**Passage to read:**

Search code examples
oracle-databasems-accesssql-like

How do I run a general SQL LIKE statement with specific exclusions?


I am writing a query in MS Access¹ towards an Oracle database, where I am trying to find everyone incarcerated in prisons in Norway during the census of 1875. To do this, I have to search for keywords in several different fields, as the ennumerators would describe their state several different ways, e.g.:

  • By describing their family connection as ‘Fange’, ‘Arrestant’ (prisoner) or the likes.
  • By listing them as temporarily present at a location named ‘Fængsel’ (prison) or the likes.
  • If at their family’s home, by listing them as absent and naming their assumed location as above.
  • By listing them as living in a separate building, named ‘Fængsel’ or the likes.
  • By listing their profession as ‘Fange’, ‘Arrestant’ (v.s.) or the likes.

One of the keywords I am looking for, is variants of ‘Bodsfængsel’ (a ‘prison of penitence’). Problems is, ‘Bod’ can also mean stall/small building. To make sure I include all variants of ‘Bodsfængsel’, I have written the following lines (only the relevant code snippet is shown here; a complete section is shown below):

Or BOSTNVN Like "*bod*"
    And
    (
        BOSTNVN not Like "*bode*" or
        BOSTNVN not Like "*dbod*" or
        BOSTNVN not Like "*bodg*"
    )

Problem is, when I run this code, I get 8513 hits, exactly the same number of lines as when I exclude the not like-lines.

Comments: The exclusions are to avoid hits on placenames such as ‘Toldbod’, ‘Boden’ or ‘Toldbodgade’ If I somehow could get it to output extra fields (e.g. Field0, Field1, Field2 et c.) to show where the hit was found, it would probably make it much easier to find the errors too. I hope I have provided all necessary information. Please don’t chop my head off!

¹ Access 2007 on Win 7 Enterprise.

Here is a complete snippet from the beginning of the query; if this is not necessary, please advise, and I will remove it:

SELECT
    KOMMNR, KRETSNR, BOSTNR, PERSNR,
    ⋮
PID  
FROM
    FOLKETELLINGER_PERSON_1875  
WHERE
    (
        (
            KOMMNR Not Like "11*" 
            And KOMMNR Not Like "12*" 
            ⋮
            And KOMMNR Not Like "17*"
        ) 
        AND (
            SEDVBO Like "*Fæng*" 
            Or SEDVBO Like "*fæng*" 
            ⋮
            Or SEDVBO Like "*arest*"
            And
            (
                SEDVBO not Like "*Bode*" or
                SEDVBO not Like "*dBod*" or
                SEDVBO not Like "*Bodg*"
            )
            Or SEDVBO Like "*bod*"
            And
            (
                SEDVBO not Like "*bode*" or
                SEDVBO not Like "*dbod*" or
                SEDVBO not Like "*bodg*"
            )
            Or SEDVBO Like "*Bot*"
            And
            (
                SEDVBO not Like "*Bote*" or
                SEDVBO not Like "*dBot*" or
                SEDVBO not Like "*Botg*"

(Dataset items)
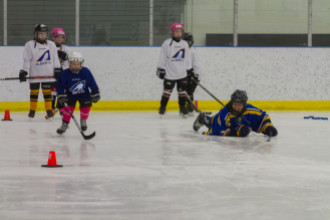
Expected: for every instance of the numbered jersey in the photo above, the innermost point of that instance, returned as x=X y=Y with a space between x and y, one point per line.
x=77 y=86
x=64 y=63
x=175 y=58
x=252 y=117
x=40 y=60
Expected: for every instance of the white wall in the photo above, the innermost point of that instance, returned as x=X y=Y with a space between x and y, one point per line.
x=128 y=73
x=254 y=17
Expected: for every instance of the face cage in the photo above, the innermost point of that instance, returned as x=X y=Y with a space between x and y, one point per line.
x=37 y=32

**What you need to do:**
a) Translate this sentence from the forum thread into Spanish: "Problem is, when I run this code, I get 8513 hits, exactly the same number of lines as when I exclude the not like-lines."
b) Recast every line of the dataset rows as a Markdown table with the columns Number and Row line, numbered in order, with blank lines skipped. Leave the picture out of the table.
The forum thread and the dataset rows have no connection to each other.

**Solutions by task:**
a) El problema es que, cuando ejecuto este código, obtengo 8513 resultados, exactamente el mismo número de líneas que cuando excluyo las líneas con not like.

b)
| Number | Row line |
|---|---|
| 1 | Expected: for every instance of the numbered jersey in the photo above, the innermost point of that instance, returned as x=X y=Y with a space between x and y, one point per line. |
| 2 | x=77 y=86 |
| 3 | x=64 y=63 |
| 4 | x=175 y=58 |
| 5 | x=252 y=117 |
| 6 | x=40 y=60 |
| 7 | Expected: for every instance of the white wall in the photo above, the innermost point of that instance, returned as x=X y=Y with a space between x and y, one point per line. |
| 8 | x=128 y=73 |
| 9 | x=254 y=17 |
| 10 | Expected: for every instance of the face cage in the photo above, the innermost point of that instance, returned as x=X y=Y with a space between x and y, one point per line. |
| 11 | x=37 y=32 |